(Exercise goal):
What is needed is each line of the data below that holds the string "target".

━━━━━━━━━━

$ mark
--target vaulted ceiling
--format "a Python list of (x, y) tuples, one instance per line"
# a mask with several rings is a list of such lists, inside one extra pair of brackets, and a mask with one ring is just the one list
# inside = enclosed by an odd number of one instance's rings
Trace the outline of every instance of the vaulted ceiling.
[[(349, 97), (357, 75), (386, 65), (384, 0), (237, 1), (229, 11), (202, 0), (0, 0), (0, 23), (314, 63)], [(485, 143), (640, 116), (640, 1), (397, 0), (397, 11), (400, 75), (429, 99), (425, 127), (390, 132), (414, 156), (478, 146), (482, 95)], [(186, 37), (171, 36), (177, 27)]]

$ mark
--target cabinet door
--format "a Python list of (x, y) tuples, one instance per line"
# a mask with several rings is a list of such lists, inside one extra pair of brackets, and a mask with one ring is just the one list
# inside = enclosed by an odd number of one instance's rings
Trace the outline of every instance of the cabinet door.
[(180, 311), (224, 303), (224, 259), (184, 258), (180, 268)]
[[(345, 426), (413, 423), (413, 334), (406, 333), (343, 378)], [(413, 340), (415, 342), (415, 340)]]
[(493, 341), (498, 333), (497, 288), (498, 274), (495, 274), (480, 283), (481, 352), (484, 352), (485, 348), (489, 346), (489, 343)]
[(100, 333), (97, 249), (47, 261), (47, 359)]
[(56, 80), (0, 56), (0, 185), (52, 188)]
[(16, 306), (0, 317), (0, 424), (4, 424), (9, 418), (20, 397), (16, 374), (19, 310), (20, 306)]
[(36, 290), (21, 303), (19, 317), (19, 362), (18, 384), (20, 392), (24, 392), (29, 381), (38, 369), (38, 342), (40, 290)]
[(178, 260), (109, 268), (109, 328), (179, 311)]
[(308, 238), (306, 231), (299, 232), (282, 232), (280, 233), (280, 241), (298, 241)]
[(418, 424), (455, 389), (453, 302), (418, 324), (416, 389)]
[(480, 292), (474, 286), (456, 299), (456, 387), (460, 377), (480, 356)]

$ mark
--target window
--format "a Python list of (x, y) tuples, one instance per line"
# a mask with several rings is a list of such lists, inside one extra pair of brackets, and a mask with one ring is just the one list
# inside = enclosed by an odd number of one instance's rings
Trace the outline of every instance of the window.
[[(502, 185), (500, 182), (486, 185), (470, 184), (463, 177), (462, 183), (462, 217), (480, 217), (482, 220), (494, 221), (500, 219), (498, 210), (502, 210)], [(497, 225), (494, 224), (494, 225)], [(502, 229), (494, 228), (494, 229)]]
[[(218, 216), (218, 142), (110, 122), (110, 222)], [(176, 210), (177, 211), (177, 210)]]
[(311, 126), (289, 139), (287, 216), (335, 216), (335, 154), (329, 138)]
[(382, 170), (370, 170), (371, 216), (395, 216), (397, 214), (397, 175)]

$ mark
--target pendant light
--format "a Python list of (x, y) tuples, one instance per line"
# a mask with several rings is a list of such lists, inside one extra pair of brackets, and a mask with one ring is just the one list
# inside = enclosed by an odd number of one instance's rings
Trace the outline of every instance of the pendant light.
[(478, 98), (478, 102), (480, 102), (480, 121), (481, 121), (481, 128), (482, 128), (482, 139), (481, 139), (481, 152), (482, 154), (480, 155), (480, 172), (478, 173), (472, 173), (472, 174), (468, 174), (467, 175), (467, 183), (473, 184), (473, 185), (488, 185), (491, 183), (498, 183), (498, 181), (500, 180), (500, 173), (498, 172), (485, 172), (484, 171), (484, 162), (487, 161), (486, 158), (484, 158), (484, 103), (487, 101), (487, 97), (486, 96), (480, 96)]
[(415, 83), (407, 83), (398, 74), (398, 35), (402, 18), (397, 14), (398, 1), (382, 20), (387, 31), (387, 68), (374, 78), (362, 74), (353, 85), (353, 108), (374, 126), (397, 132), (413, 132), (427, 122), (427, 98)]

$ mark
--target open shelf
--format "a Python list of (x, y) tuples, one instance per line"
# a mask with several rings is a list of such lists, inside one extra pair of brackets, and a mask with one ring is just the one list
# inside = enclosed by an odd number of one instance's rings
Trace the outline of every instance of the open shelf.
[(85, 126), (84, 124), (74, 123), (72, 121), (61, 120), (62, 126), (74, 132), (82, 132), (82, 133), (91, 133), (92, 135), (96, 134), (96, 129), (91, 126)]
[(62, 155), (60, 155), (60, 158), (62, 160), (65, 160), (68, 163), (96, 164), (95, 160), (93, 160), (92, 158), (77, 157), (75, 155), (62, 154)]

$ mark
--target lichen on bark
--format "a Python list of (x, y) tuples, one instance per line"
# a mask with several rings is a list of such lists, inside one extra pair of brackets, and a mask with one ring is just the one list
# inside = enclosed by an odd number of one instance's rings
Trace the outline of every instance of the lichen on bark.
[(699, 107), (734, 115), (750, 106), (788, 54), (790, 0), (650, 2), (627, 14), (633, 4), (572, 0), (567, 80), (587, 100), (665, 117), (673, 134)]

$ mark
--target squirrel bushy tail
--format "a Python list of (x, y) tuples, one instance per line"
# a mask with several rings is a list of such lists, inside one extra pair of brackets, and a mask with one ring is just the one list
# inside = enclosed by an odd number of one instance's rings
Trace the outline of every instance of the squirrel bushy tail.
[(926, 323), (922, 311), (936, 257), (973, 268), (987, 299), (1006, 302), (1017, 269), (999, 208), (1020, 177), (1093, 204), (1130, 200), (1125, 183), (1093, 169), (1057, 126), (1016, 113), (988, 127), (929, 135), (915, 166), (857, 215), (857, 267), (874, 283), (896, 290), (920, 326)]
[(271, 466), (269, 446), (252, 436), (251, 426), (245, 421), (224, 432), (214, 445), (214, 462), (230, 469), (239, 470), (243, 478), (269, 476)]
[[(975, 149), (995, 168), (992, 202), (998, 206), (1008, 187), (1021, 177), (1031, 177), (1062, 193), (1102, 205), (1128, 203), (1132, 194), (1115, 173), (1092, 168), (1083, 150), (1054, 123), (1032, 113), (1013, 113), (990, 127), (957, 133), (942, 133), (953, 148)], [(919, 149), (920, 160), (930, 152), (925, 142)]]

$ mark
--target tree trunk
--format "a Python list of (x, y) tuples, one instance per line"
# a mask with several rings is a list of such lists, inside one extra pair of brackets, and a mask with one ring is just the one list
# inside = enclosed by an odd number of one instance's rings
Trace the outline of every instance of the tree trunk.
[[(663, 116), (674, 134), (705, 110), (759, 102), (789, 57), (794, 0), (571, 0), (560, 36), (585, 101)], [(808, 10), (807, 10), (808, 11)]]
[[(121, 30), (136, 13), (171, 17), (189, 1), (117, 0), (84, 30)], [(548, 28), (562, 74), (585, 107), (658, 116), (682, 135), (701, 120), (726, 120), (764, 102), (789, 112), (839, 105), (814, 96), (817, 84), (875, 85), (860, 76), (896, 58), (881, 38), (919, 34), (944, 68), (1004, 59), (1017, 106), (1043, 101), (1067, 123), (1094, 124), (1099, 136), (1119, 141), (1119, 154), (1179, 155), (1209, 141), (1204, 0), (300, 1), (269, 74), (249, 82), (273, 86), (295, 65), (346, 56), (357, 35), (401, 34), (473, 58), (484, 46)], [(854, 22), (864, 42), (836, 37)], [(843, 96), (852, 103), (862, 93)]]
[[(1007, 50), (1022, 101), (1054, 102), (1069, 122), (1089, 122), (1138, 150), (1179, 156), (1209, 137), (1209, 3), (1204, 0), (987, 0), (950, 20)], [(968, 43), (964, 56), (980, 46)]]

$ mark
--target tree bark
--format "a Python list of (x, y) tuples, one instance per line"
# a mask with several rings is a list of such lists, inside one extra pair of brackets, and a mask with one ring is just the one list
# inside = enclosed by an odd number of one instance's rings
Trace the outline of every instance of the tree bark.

━━━━━━━━━━

(Response area):
--target vaulted ceiling
--target cabinet door
--target window
--target pendant light
--target open shelf
--target lichen on bark
--target squirrel bushy tail
--target tree trunk
--target tree bark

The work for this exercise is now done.